→ **DESCRIÇÃO DO PROBLEMA**:
Imprima todas as linhas abaixo sem alterar nenhuma delas, mas deixe as imagens fora da resposta.

→ **MATERIAL APRESENTADO**:
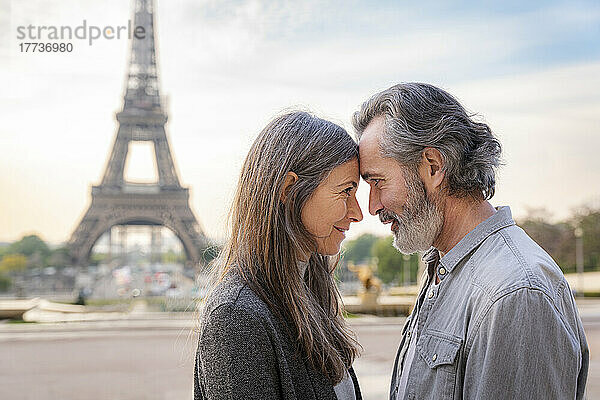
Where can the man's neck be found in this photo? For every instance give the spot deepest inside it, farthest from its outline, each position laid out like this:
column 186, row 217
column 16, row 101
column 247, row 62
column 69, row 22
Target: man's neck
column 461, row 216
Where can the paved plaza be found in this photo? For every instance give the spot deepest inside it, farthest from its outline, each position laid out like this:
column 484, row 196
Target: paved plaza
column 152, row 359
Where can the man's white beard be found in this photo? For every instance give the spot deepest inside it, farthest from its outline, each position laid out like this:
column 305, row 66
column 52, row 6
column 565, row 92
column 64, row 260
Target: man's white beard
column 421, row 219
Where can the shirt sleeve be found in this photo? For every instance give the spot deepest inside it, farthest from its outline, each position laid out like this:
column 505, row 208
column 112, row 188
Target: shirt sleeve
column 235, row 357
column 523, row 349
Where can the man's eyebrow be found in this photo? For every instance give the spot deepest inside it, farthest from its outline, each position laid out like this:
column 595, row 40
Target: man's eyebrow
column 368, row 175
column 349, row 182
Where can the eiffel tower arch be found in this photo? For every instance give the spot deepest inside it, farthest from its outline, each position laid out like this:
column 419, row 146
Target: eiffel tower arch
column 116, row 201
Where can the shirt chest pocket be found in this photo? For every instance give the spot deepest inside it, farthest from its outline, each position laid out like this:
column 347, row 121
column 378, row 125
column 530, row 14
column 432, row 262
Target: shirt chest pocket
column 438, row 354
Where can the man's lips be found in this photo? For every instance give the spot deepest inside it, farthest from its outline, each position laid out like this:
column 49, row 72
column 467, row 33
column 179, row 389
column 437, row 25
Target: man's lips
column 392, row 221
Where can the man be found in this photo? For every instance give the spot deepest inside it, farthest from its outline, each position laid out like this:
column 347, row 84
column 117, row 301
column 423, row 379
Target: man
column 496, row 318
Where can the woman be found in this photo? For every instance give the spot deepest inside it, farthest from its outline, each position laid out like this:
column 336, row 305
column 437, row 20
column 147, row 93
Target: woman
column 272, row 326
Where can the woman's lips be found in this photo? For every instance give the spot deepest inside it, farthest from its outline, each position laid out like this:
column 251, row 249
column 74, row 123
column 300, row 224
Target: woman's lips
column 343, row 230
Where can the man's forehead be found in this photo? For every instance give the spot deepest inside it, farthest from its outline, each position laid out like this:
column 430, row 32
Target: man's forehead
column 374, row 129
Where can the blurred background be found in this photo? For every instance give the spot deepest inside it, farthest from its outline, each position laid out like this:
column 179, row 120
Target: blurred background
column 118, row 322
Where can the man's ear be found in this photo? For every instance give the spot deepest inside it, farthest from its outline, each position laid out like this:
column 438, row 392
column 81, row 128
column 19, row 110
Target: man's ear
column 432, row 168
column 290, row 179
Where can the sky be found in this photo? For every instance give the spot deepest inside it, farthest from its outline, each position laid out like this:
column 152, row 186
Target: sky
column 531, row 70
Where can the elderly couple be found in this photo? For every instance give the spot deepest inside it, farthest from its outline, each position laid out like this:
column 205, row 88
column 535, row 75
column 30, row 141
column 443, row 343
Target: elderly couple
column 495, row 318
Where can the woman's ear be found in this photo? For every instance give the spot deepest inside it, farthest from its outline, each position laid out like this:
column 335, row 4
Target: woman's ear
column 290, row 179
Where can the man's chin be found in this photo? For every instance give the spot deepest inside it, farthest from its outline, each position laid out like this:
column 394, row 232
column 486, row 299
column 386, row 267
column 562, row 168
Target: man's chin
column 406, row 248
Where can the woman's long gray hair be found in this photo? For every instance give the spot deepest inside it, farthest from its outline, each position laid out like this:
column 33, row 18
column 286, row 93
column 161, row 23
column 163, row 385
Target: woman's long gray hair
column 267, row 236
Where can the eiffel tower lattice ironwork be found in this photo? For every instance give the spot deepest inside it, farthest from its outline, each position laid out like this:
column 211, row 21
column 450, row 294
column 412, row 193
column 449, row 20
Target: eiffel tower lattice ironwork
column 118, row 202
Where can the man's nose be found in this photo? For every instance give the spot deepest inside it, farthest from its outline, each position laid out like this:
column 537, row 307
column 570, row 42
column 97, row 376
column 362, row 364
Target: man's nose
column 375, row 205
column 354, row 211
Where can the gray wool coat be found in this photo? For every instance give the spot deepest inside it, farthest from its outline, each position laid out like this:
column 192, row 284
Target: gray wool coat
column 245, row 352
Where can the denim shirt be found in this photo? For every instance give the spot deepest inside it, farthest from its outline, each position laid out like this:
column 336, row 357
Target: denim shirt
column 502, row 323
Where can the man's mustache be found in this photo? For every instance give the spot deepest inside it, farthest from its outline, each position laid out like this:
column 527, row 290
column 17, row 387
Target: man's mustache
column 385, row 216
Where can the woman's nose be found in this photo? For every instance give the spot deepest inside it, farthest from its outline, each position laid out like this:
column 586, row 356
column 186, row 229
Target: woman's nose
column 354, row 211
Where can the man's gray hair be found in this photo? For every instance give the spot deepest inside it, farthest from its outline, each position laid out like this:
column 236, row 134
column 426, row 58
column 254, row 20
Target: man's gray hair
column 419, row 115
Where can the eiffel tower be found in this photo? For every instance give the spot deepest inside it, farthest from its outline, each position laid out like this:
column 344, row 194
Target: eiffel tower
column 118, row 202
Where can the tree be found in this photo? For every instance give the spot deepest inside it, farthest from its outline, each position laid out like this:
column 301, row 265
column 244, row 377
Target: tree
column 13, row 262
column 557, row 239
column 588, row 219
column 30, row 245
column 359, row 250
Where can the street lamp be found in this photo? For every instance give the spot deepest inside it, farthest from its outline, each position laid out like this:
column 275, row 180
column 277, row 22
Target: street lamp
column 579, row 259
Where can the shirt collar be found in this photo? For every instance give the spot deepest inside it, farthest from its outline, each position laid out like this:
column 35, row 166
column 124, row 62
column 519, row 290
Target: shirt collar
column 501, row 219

→ **RESULTADO DA TAREFA**:
Where can the man's neck be found in this photo? For every instance give the spot deepest inside it, farthest from its outline, each position laid out like this:
column 186, row 217
column 16, row 101
column 247, row 62
column 69, row 22
Target: man's neck
column 461, row 216
Where can the paved plaza be found in this photo? For every instance give the spot deepest inside it, farthest from its outline, each position laid out like this:
column 484, row 196
Target: paved plaza
column 152, row 359
Where can the man's white beard be found in this photo? For every instance give the spot deepest inside it, farthest from its outline, each position laid out like this:
column 305, row 66
column 52, row 6
column 565, row 92
column 64, row 260
Target: man's white beard
column 421, row 219
Where can the shirt sleeve be found in this photo? For every instance give the spot deepest inside it, farthest from its outline, each position laid out like this:
column 505, row 208
column 112, row 188
Target: shirt sleeve
column 235, row 357
column 523, row 349
Where can the man's eyebrow be found in this photo? For every instance give the spot deepest inside it, farthest from its outline, each position laid out like this:
column 595, row 40
Target: man's eyebrow
column 368, row 175
column 349, row 182
Where can the eiffel tower arch be found in this photo? For every instance give the spot deepest inside it, farthest from its outline, each position laid out like this:
column 419, row 146
Target: eiffel tower arch
column 116, row 201
Where can the shirt chest pocket be found in this photo? For every instance give the spot deepest inside it, farthest from its outline, each position laid out like this:
column 347, row 121
column 378, row 125
column 530, row 14
column 432, row 262
Target: shirt chest pocket
column 438, row 354
Where can the man's lips be found in this photo? For every instance give the spot deepest inside it, farthest from its outline, each position laid out like this:
column 49, row 72
column 467, row 33
column 179, row 389
column 437, row 25
Target: man's lips
column 392, row 221
Where can the man be found in this photo? For every instance give the spot deepest inside it, farthest from its outline, each position laid out like this:
column 347, row 84
column 117, row 301
column 423, row 379
Target: man
column 496, row 318
Where can the woman be found in this photo? For every instance give the spot deepest inside it, farthest from its outline, each position laid out like this:
column 336, row 305
column 437, row 20
column 147, row 93
Target: woman
column 272, row 326
Where can the woman's lips be found in this photo? For every instance give the spot deepest inside it, farthest from its outline, each position laid out like this:
column 251, row 249
column 74, row 123
column 300, row 224
Target: woman's lips
column 343, row 230
Where can the man's forehead be found in this photo? For every instance give the spot deepest inside it, farthest from its outline, each position laid out like this:
column 430, row 32
Target: man's forehead
column 374, row 129
Where can the blurred background be found in this photo? For every instance give the spot deepest inside it, farthest from its outline, each position laid out like this:
column 179, row 120
Target: blurred background
column 118, row 322
Where can the man's ear be found in this photo? For every instance give the spot deepest inside it, farthest from its outline, each position laid out like this:
column 438, row 392
column 81, row 128
column 19, row 110
Target: man's ear
column 432, row 168
column 290, row 179
Where can the sky be found in this photo? For every instance give the spot deepest inside it, farthest from its outline, each position laid out like this:
column 152, row 186
Target: sky
column 531, row 70
Where can the elderly couple be found in this photo? For every instance give the spot deepest inside it, farthest from its outline, each position laid out like this:
column 205, row 88
column 535, row 75
column 30, row 141
column 443, row 343
Target: elderly couple
column 495, row 318
Where can the woman's ear be found in this photo? For every instance give the spot deepest inside it, farthest from its outline, each position laid out like this:
column 335, row 4
Target: woman's ear
column 290, row 179
Where can the man's chin be found in this photo? For every instance give the spot deepest inside it, farthest from its outline, each position laid out like this:
column 394, row 232
column 486, row 299
column 386, row 267
column 562, row 168
Target: man's chin
column 406, row 248
Where can the woman's long gray hair be found in this photo? For every instance give the spot deepest inside it, farthest from its outline, each position laid out like this:
column 33, row 18
column 286, row 93
column 161, row 23
column 163, row 385
Target: woman's long gray hair
column 267, row 236
Where can the eiffel tower lattice ironwork be found in this photo? For every instance give the spot deepest inside it, farthest from its outline, each position laid out like this:
column 211, row 21
column 450, row 294
column 412, row 193
column 449, row 20
Target: eiffel tower lattice ironwork
column 118, row 202
Where can the man's nose be found in this photo? For every instance give the spot deepest inside it, farthest from its outline, each position laid out like this:
column 537, row 307
column 570, row 42
column 97, row 376
column 362, row 364
Target: man's nose
column 375, row 205
column 354, row 211
Where can the gray wool coat be found in this photo? For every instance give the spot deepest inside it, farthest from its outline, each position laid out like this:
column 192, row 284
Target: gray wool coat
column 245, row 352
Where can the denim shirt be found in this photo? For every instance give the spot deepest inside it, farthest from its outline, each position laid out like this:
column 336, row 357
Target: denim shirt
column 502, row 323
Where can the man's mustache be found in this photo? For every instance give the spot deepest inside it, farthest from its outline, each position laid out like this:
column 527, row 290
column 17, row 387
Target: man's mustache
column 385, row 216
Where can the woman's nose be found in this photo? For every instance give the spot deepest inside it, farthest from its outline, each position laid out like this:
column 586, row 356
column 186, row 229
Target: woman's nose
column 354, row 211
Where can the man's gray hair be found in this photo? For every instance give the spot deepest inside it, farthest from its outline, each position laid out like this:
column 236, row 134
column 426, row 58
column 254, row 20
Target: man's gray hair
column 419, row 115
Where can the eiffel tower be found in this photo? For every instance give the spot deepest inside it, farthest from its outline, each position laid out like this:
column 344, row 194
Target: eiffel tower
column 118, row 202
Where can the tree be found in this photo? For every instance give the spot deepest inside it, farthest from its outline, each position laid out like this:
column 301, row 265
column 244, row 377
Target: tree
column 13, row 262
column 557, row 239
column 588, row 219
column 30, row 245
column 359, row 250
Where can the street lamp be found in this photo? For every instance give the spot deepest inside it, farthest from its outline, each position laid out like this:
column 275, row 180
column 277, row 22
Target: street lamp
column 579, row 259
Where can the shirt collar be found in this photo? For every instance give the spot deepest inside it, farthest from its outline, each position laid out like this:
column 35, row 166
column 124, row 62
column 519, row 290
Target: shirt collar
column 501, row 219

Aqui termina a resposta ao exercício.